• Instructions to follow:
Copy out the lines of the records below word for word, beginning with the line that contains "Find every occurrence of red glove." and continuing through the line that contains "0,90 -> 900,599", both included.

(Region labeling records)
* * * * * * * * *
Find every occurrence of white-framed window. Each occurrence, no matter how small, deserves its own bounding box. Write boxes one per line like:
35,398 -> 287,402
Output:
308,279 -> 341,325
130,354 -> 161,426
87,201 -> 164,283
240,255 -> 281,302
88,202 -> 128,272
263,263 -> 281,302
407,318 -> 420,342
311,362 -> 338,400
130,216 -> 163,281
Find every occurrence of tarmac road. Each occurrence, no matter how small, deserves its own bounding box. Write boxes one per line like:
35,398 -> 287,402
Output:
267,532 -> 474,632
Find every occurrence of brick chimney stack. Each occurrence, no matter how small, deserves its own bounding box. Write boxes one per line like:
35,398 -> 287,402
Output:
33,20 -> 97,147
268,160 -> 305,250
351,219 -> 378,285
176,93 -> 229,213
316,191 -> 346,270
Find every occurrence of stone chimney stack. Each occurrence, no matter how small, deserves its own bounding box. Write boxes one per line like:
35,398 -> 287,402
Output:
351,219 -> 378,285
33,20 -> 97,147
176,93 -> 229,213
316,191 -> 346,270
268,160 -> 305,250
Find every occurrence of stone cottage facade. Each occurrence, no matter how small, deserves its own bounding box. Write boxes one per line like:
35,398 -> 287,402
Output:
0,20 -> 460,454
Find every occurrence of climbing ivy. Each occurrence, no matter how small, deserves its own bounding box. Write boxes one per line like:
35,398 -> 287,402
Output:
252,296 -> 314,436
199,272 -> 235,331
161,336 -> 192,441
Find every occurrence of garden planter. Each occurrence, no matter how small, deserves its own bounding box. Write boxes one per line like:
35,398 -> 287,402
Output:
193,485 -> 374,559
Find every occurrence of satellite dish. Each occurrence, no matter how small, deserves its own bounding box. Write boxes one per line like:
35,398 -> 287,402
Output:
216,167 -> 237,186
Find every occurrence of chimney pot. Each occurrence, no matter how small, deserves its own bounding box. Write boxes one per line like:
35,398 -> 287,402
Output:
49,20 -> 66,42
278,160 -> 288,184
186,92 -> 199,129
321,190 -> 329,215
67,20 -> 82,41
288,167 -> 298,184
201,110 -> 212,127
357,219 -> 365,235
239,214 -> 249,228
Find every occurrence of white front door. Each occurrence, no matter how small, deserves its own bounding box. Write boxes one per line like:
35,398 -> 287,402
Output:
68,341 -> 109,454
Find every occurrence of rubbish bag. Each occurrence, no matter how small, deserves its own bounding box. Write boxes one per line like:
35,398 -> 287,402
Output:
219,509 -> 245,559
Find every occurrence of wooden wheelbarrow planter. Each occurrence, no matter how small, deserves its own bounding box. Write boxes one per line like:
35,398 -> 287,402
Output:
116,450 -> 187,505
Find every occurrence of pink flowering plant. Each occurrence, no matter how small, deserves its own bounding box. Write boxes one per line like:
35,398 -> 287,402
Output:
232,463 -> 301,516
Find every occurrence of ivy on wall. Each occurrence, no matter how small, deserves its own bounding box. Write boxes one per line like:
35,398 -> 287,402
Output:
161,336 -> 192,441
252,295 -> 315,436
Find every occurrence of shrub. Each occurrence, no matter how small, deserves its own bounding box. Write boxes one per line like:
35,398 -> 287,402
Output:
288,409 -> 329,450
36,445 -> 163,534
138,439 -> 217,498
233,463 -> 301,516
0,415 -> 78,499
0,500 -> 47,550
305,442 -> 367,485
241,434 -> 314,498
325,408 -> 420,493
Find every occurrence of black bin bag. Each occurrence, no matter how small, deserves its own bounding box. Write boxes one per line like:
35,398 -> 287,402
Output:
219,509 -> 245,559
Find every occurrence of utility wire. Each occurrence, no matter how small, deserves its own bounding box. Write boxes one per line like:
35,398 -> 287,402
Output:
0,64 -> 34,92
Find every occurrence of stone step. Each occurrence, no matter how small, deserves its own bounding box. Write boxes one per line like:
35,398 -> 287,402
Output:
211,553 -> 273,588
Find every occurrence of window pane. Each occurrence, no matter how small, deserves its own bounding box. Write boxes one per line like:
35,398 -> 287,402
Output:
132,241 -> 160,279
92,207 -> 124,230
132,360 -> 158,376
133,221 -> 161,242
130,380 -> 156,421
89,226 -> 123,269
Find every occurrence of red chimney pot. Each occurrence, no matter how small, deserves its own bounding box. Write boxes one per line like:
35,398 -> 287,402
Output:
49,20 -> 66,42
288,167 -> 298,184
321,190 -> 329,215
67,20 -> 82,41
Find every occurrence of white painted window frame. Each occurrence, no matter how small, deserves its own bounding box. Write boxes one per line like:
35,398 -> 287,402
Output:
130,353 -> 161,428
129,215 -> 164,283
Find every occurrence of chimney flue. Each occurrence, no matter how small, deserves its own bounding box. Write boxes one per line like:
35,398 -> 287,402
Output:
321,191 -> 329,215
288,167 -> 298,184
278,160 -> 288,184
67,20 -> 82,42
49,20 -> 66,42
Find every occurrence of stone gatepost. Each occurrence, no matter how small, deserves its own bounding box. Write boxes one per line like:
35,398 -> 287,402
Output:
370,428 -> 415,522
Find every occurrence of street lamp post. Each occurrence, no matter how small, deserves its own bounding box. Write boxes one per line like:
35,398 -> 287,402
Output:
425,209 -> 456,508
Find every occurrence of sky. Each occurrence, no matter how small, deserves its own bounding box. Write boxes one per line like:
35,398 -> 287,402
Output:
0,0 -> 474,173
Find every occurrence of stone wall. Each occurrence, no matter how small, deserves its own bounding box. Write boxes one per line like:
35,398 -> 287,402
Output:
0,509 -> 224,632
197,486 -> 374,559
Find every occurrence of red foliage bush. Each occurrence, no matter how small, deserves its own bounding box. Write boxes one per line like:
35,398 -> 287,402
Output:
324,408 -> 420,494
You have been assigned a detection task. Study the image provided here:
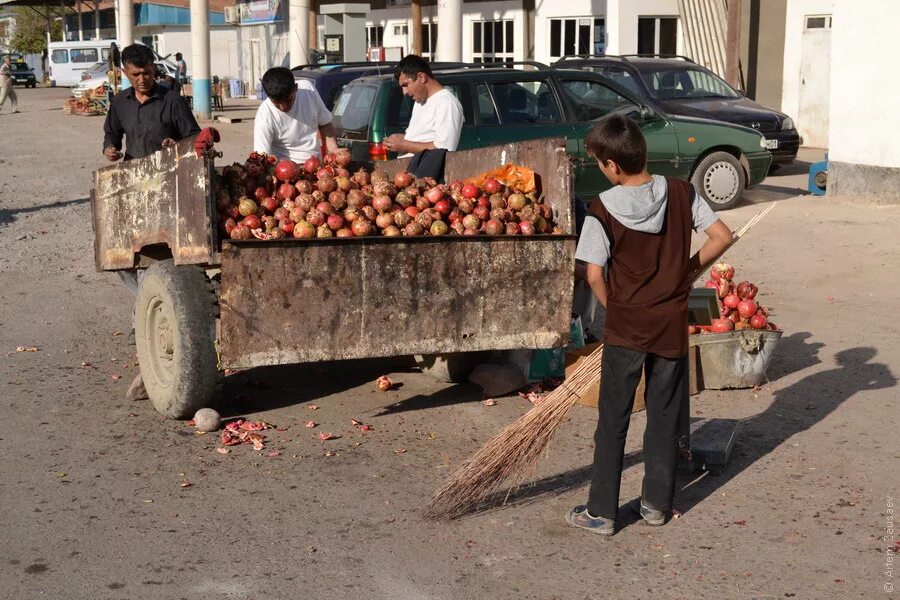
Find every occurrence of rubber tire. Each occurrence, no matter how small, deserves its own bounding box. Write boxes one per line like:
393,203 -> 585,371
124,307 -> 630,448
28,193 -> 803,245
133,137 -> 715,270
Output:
135,259 -> 224,419
415,352 -> 490,383
691,152 -> 747,210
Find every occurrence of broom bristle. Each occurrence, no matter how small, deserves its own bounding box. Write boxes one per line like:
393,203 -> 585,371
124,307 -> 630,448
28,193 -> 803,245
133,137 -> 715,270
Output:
424,203 -> 775,519
425,346 -> 603,519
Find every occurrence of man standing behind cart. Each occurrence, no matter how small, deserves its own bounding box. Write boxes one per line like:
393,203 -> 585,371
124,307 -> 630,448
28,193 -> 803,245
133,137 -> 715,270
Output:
384,54 -> 465,156
253,67 -> 340,163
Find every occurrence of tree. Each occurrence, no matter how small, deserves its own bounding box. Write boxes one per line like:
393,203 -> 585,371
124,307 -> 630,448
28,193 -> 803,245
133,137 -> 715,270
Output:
9,6 -> 63,54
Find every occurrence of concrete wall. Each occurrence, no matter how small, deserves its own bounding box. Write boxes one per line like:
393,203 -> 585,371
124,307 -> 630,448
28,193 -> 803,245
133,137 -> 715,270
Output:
828,0 -> 900,204
741,0 -> 787,110
781,0 -> 836,128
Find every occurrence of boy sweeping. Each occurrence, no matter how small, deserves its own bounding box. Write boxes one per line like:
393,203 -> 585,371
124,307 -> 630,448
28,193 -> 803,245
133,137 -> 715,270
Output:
567,115 -> 732,535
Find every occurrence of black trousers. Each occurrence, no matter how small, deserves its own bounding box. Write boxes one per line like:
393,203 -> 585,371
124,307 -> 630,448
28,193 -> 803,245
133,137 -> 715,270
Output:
587,345 -> 688,519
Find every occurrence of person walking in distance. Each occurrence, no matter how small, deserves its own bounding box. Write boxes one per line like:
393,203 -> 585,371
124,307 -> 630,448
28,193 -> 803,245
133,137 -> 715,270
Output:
0,56 -> 19,114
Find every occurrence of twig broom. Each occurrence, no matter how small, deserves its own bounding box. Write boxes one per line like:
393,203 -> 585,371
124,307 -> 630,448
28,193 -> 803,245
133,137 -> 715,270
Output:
424,204 -> 775,519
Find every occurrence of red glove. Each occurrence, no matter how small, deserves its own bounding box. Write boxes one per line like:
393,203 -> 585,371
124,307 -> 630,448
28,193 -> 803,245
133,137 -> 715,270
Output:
194,127 -> 222,157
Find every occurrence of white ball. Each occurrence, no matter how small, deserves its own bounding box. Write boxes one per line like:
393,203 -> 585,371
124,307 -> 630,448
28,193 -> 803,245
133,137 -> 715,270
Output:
194,408 -> 222,431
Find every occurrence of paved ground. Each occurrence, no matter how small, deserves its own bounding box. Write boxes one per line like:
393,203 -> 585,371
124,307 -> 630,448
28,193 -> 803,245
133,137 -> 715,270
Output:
0,90 -> 900,599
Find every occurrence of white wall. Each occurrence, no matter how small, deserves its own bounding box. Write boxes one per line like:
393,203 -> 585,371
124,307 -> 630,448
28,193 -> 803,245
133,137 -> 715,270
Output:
781,0 -> 836,125
828,0 -> 900,168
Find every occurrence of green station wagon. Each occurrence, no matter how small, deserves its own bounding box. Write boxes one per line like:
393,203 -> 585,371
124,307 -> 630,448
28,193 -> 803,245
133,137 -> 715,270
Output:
333,67 -> 772,210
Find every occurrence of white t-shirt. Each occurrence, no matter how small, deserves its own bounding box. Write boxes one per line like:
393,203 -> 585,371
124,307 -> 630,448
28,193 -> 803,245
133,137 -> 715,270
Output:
253,85 -> 331,163
404,88 -> 464,156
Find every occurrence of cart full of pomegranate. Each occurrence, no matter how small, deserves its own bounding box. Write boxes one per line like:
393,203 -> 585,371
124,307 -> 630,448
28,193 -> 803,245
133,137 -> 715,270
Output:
216,152 -> 562,240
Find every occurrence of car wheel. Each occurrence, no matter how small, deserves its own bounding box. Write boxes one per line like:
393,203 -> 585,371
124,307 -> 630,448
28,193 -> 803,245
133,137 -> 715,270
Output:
691,152 -> 747,210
* * * * * * * * *
• Response to the exercise:
Find every occurrence of red glove. Each occurrence, no matter how small, deserves its own bounding box. Write boxes one per line like:
393,203 -> 585,371
124,307 -> 630,448
28,193 -> 803,245
133,137 -> 715,270
Output:
194,127 -> 222,157
Find every occurrence of white ball. Each occurrence, no matter how small, deserves its own bounding box. Write boxes one per line like:
393,203 -> 585,371
124,307 -> 630,448
28,193 -> 803,245
133,137 -> 715,270
Output:
194,408 -> 222,431
Find every occurrence of paved ground. Each occurrence, no matter how small, deserves its own bounding box. Write boxes one per line like:
393,203 -> 585,371
124,307 -> 630,448
28,193 -> 803,245
133,137 -> 715,270
Output:
0,90 -> 900,599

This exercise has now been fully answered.